──────── Extracted material ────────
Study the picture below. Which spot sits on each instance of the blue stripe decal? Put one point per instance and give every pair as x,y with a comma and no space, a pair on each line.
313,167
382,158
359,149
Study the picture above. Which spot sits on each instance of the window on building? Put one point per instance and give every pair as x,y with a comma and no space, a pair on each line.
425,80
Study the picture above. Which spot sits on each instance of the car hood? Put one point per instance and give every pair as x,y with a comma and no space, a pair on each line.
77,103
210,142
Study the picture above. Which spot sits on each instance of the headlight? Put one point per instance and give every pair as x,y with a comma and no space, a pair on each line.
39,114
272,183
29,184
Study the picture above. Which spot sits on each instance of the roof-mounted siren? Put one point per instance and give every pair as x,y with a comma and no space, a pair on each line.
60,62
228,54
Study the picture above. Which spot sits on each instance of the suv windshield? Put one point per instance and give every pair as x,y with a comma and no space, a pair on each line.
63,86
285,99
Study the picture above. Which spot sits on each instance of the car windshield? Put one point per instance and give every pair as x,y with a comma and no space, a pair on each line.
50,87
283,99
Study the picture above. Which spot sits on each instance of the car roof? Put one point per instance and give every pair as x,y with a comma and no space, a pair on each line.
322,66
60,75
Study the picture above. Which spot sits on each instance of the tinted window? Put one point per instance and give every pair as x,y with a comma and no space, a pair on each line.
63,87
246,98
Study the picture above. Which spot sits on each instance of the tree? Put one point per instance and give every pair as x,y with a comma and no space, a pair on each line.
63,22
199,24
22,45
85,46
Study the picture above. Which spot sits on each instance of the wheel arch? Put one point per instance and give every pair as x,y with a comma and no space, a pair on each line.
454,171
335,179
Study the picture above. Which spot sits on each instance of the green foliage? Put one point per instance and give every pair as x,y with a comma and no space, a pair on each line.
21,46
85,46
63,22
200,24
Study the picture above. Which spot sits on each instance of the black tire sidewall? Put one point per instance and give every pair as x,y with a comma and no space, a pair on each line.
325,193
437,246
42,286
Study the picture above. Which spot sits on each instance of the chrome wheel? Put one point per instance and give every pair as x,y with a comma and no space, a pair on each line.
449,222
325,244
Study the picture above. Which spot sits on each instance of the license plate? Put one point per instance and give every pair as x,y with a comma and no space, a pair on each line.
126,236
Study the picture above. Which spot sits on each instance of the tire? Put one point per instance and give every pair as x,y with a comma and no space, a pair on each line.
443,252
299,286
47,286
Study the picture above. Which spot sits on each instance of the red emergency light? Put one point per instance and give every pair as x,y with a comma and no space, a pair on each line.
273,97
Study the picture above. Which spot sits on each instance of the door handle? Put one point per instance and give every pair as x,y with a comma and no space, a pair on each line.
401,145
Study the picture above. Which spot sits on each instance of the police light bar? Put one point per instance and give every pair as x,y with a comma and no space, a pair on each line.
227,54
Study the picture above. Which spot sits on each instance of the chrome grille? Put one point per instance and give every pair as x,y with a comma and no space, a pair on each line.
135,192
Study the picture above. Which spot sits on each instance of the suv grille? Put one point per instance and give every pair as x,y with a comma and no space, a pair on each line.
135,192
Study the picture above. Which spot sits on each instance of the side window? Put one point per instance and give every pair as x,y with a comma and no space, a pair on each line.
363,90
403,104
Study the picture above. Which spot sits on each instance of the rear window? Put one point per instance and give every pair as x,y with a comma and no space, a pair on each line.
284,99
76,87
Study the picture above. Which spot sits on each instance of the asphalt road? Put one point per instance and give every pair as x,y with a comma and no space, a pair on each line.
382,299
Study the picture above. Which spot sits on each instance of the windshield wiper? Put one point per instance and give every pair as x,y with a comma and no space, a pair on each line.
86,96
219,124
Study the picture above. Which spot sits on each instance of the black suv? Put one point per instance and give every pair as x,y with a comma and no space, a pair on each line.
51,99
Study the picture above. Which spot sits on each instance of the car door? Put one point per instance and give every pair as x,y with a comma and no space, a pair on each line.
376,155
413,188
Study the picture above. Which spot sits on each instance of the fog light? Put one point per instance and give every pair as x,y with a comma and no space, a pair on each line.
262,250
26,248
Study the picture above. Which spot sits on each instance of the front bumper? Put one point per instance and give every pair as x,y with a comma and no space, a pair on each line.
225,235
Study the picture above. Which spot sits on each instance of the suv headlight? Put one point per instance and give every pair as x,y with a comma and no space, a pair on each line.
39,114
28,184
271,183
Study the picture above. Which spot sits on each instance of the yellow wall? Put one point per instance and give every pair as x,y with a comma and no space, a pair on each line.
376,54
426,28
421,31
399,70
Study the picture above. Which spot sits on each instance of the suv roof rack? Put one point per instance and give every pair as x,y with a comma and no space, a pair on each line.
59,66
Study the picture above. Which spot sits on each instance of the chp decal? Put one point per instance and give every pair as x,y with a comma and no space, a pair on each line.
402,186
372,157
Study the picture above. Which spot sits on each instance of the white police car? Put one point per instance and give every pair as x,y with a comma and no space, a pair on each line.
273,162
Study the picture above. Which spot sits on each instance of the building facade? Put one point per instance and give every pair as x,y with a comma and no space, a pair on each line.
────────
**Exercise goal:** Repeat the records above exactly, from the first line to the last.

**Final answer:**
Study the picture below. Which spot sits on each instance of the blue stripe decal? Put one point per instance and give every pair as x,y with a comma and no space, a pair on each line.
313,167
382,158
359,149
Study the picture above. Which spot sits on each instance of the window on building? Put one point per instance and give every pair as x,y with a comma and no space, a pair on each line.
425,80
Study the picture above. Which spot sits on each instance of the car hood? Put one point per instance and give every pair as x,y with a comma and no space, a pair on each line.
77,103
210,142
Study the picture above. Which spot sits on each instance of the headlight? Put one point per instance and give every pair as x,y with a comma and no space, a pair on each line.
39,114
272,183
29,184
Study the picture above. Which spot sits on each instance of the roof-mounted siren? Put one point per instance and give every pair as x,y with a comma and no space, a pair on each line.
60,62
228,54
Study the picture above. Which spot sits on each instance of the suv windshield? Put one point per instance and give every pair as x,y with a comma and no space, a pair on each line.
63,86
285,99
Study the picture above. Which spot sits on each instance of the car windshield? Put one point per instance and give every pair as x,y with a comma and no space, a pair on each line.
50,87
283,99
Study the picture above. Which spot sits on each instance of the car roof? Put one point per instance and give every pair as x,y with a comma and no space, a pair on each line.
322,66
60,75
Study the picture above. Which spot sits on each instance of the tinted window? Put one point per instance and give every pair as x,y with a comma and no space, a pair on each line.
63,87
246,98
Study the picture above. Which spot sits on each instance of the tree? Put one point per instance and give every pair as x,y with a comma and no space, a pair on each line.
63,22
199,24
22,45
85,46
Study the picture above. Which spot sits on each instance of the wheel arch? Put one point per instance and give every pair as x,y with a comma and no space, a pair on each line.
454,171
335,179
Study the picture above. Which spot sits on each instance of the green foliage? Put one point per instance and give every pair as x,y with a comma and no space, a pair on each line.
21,46
85,46
63,22
200,24
Study the picture above. Which spot sits on each instance of the black tire sidewall? Put one point per instance and give every pair as x,y with a comma and no space, a pair on each line.
325,193
437,246
42,286
Study the picture above. Which spot sits on each instance of the chrome wheel? Put one point per instance and give every pair as x,y with a comma and no space, a pair on each line.
449,222
325,244
Study the picture above. Which spot sits on each instance of the license plate? Put one point per instance and give every pair as x,y with a comma and no space, a pair on each line.
126,236
Study the picture above. Which spot sits on each instance of the tire? Put one point per instance and give every pair as x,y with a comma and no space, a pair on each line.
443,252
299,286
47,286
Study the picture above. Which spot sits on each instance of the red emergency light? Put one point per instance and give every pair as x,y with a comma and no space, a pair on each line.
273,97
Study the picture above. Which spot sits on each instance of the door handle? Put one point per instance and give every pair as x,y with a comma and no space, a pair on each line.
401,145
Study the picture above. Which spot sits on each instance of the police light bar? Put one point per instance and give every pair as x,y with a comma and no space, a pair on each line.
227,54
Study the picture above. Which spot sits on each instance of the chrome grille? Put one point per instance and give every pair as x,y with a comma and no space, a pair on each line.
135,192
Study the picture above. Which spot sits on each instance of the suv grille? Put one point per instance and give every pair as x,y with a comma and no space, a pair on each line.
135,192
Study the picture above. Which spot sits on each instance of the side window? Put one point per instance and give every pair as x,y with a comma and no space, a pair on each line.
363,90
403,104
Study the picture above. Which spot sits on each instance of the rear window? Put one point per instance and give every pair as x,y with a comma and no space, a pair on each line.
284,99
76,87
Study the picture above. Which spot sits on each instance of the asphalt road? Put one point per instance and give every pair as x,y with a comma and no space, a pair on each line.
382,299
Study the picture above. Which spot sits on each instance of the windshield wiper? Put one point per instance and give every pair as x,y with a comma and no space, a pair on each line.
86,96
219,124
Study the picture above. Which spot sits on each instance of the black suv? Put one point per instance and give every pair as x,y with a comma and no space, a pair on each line.
51,99
Study the picture above. Which spot sits on each instance of the car door? Put one point per instance and give every pair as x,y with a comma and no space, a pair on each line.
376,155
413,188
Study the picture above. Which spot sits on each instance of the fog light? Put one point per instance and give every pair as x,y with a comma and no space, a pair on each line.
262,250
26,248
Study the picture above. Which spot sits on each instance of the front bumper? Put one point per instance and give every pair as x,y with a comma and no space, a pair on each line.
225,235
Study the picture above. Which spot sits on each instance of the suv headlight? Put one point per instance and give every pair as x,y with a comma and no space, a pair on each line.
39,114
28,184
271,183
Study the picture above. Which spot sits on each instance of the yellow wall? Put one point per instance and give every pair as x,y with a comma and no space, a pair on each line.
376,54
426,28
421,31
399,70
Study the picture above. Which spot sits on each instance of the suv roof rack? Put one point per instance and give every pair as x,y with a comma and no space, a pair on each line.
59,66
Study the picture above. Which spot sits on each instance of the chp decal? Put one point per instance and give every pair as x,y with a comma and no space, a pair on each line.
402,186
372,157
Study the picture above. Which spot sits on each instance of the white police car? Put one point per instance and give every pair as x,y with a comma and no space, a pair on each line.
273,162
Study the picture above. Which spot sits on each instance of the building facade? Put one point per instance and give every pair as x,y with a comma and no space, a pair on each line.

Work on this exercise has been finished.